**Set problem:** Rewrite the text of every item, replacing each "noun phrase" with "text prompt" and leaving all other wording unchanged.

start Material provided

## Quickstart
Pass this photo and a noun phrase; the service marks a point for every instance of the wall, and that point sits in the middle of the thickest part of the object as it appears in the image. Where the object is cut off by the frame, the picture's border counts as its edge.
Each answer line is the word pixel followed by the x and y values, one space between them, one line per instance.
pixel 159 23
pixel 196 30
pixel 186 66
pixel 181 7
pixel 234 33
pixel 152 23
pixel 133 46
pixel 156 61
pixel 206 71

end Material provided

**Solution for this exercise:**
## Quickstart
Pass this photo and a text prompt; the service marks a point for every instance of the wall, and that point sits in the middle of the thickest part of the object as it appears in the image. Where the object is cut off by the frame, the picture's border counts as its edge.
Each answer line is the word pixel followed by the x and y values, one space between them, one line per instance.
pixel 159 23
pixel 196 30
pixel 186 66
pixel 181 7
pixel 234 33
pixel 152 23
pixel 133 46
pixel 156 61
pixel 206 71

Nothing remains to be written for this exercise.